What needs to be done >>
When you reach the line containing "Each instance of the duck with" in the records below, start copying exactly, and stop once you have copied the line containing "Each instance of the male".

[Dataset entries]

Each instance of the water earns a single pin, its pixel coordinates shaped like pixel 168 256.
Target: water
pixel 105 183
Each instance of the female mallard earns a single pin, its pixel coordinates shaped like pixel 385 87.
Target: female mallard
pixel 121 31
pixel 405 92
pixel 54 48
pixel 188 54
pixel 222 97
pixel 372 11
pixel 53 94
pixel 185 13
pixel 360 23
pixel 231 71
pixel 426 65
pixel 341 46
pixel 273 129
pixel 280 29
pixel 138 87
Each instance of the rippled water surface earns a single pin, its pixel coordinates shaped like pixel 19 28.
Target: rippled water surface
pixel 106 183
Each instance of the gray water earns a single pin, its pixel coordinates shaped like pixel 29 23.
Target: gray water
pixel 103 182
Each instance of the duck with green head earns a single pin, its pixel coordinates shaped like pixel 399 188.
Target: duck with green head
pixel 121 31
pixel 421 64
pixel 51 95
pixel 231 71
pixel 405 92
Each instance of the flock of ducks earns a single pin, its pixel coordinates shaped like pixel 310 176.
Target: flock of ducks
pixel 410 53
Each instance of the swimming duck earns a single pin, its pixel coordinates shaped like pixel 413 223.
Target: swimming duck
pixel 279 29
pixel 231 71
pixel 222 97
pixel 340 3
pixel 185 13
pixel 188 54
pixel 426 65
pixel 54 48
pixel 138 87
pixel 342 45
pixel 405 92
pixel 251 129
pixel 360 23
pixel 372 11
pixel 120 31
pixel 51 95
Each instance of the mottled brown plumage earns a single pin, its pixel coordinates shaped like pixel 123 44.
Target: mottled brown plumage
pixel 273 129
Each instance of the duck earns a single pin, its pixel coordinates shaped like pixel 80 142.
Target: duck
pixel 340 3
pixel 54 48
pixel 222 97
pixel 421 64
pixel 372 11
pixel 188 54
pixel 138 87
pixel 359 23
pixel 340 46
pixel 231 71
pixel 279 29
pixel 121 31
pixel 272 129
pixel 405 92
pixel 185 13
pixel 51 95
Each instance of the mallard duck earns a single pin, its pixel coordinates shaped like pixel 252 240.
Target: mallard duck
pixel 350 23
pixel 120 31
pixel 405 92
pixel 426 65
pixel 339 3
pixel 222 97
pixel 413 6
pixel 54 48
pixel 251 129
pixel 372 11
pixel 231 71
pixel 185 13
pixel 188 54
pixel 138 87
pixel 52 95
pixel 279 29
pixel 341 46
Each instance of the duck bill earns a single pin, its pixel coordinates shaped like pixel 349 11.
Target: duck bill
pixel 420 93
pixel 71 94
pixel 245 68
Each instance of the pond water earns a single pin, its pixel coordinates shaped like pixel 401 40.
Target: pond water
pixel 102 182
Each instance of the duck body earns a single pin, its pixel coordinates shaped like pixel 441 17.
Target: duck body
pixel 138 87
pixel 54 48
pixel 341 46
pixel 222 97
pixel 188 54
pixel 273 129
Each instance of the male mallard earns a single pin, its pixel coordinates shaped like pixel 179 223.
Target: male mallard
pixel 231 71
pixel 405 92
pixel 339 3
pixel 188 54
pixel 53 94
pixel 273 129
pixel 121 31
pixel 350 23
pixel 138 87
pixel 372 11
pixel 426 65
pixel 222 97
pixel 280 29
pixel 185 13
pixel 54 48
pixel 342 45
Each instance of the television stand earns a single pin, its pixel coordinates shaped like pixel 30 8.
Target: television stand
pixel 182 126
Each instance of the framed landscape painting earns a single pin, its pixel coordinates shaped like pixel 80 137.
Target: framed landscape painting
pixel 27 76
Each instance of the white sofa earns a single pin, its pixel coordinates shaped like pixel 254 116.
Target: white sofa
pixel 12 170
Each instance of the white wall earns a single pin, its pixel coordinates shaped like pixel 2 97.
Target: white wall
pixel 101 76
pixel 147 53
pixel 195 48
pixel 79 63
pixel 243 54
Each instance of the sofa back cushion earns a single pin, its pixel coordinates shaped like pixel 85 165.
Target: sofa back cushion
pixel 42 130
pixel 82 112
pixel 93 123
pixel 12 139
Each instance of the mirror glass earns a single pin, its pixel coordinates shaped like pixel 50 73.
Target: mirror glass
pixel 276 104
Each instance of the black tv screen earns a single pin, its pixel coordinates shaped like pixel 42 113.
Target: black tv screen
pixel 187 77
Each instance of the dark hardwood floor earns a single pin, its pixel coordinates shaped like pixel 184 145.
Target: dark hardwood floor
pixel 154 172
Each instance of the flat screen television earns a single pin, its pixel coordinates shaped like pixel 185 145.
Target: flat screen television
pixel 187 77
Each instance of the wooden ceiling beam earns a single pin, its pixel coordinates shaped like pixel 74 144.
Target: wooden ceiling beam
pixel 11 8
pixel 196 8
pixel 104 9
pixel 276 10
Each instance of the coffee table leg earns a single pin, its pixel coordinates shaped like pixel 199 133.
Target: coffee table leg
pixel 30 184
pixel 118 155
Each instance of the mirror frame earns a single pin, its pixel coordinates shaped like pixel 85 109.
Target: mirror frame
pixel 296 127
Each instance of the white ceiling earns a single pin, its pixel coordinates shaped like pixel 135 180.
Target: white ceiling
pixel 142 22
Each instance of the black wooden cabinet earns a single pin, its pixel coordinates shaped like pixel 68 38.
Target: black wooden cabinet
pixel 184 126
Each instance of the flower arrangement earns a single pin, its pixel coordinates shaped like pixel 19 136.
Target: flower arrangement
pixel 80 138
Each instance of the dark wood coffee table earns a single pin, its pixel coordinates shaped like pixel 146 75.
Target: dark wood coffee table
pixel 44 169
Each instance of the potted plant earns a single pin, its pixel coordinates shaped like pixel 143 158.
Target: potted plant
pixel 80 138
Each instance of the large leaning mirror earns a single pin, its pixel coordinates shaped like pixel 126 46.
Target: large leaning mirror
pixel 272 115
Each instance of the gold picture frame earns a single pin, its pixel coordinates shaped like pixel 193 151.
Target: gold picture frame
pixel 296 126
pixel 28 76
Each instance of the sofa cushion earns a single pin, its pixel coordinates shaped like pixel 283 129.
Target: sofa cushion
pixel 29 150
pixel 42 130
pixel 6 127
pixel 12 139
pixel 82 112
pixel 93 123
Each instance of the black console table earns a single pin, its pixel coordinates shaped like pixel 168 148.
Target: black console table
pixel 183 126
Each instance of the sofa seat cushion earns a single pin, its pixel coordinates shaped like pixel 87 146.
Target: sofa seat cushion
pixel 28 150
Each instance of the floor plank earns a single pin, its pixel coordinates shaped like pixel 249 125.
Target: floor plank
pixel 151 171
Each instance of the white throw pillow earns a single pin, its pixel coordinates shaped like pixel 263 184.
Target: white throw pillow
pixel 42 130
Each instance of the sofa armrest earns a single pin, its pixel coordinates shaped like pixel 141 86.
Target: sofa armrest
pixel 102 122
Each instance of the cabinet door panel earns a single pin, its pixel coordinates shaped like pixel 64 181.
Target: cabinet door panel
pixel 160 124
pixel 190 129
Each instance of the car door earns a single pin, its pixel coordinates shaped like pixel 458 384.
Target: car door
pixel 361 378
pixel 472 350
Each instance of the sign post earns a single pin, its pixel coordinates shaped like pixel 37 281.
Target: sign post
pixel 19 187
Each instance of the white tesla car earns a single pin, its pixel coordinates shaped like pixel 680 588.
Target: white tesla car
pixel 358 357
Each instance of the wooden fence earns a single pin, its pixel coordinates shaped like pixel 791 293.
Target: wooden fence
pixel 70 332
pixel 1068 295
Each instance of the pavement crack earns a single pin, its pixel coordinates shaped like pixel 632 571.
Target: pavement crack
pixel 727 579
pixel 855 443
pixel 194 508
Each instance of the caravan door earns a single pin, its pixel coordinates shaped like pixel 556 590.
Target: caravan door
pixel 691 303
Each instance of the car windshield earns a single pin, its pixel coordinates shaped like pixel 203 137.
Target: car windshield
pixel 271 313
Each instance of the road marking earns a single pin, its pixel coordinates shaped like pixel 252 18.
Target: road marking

Expected answer >>
Each instance of the duck with green head earns a single pin, its pixel coordinates shaped like pixel 399 188.
Target: duck with green head
pixel 121 31
pixel 421 64
pixel 51 95
pixel 231 71
pixel 405 92
Each instance of the flock of ducks earns a single pin, its pixel coordinates shaped like pixel 310 176.
Target: flock of ducks
pixel 410 53
Each instance of the swimming duck earns a single pin, its pixel coordinates shaped like pixel 413 223.
Target: swimming duck
pixel 279 29
pixel 231 71
pixel 222 97
pixel 340 3
pixel 185 13
pixel 188 54
pixel 426 65
pixel 54 48
pixel 138 87
pixel 342 45
pixel 405 92
pixel 251 129
pixel 360 23
pixel 372 11
pixel 120 31
pixel 51 95
Each instance of the mottled brown plumage earns a single pin, its pixel coordinates shaped like pixel 123 44.
Target: mottled brown plumage
pixel 273 129
Each instance of the duck earns a single pin, its pixel coordinates shaped like pixel 80 142.
Target: duck
pixel 340 3
pixel 54 48
pixel 222 97
pixel 421 64
pixel 372 11
pixel 188 54
pixel 138 87
pixel 359 23
pixel 340 46
pixel 231 71
pixel 279 29
pixel 121 31
pixel 272 129
pixel 405 92
pixel 185 13
pixel 51 95
Each instance of the mallard duck earns a single pin, its pixel coordinates shaped like pixel 252 240.
Target: mallard duck
pixel 350 23
pixel 120 31
pixel 405 92
pixel 426 65
pixel 339 3
pixel 222 97
pixel 413 6
pixel 54 48
pixel 251 129
pixel 372 11
pixel 231 71
pixel 185 13
pixel 188 54
pixel 138 87
pixel 52 95
pixel 279 29
pixel 341 46
Each instance of the duck bill earns a single pin, its pixel coordinates shaped like pixel 349 11.
Target: duck bill
pixel 420 93
pixel 71 94
pixel 245 68
Each instance of the pond water earns a single pin, its pixel coordinates shaped like pixel 401 40.
Target: pond water
pixel 102 182
Each instance of the duck body earns a single pin, its pixel coordinates shaped like pixel 441 17.
Target: duck body
pixel 138 87
pixel 54 48
pixel 341 46
pixel 222 97
pixel 188 54
pixel 273 129
Each instance of the male mallard earns a single pin, its pixel coordinates shaped like pixel 179 223.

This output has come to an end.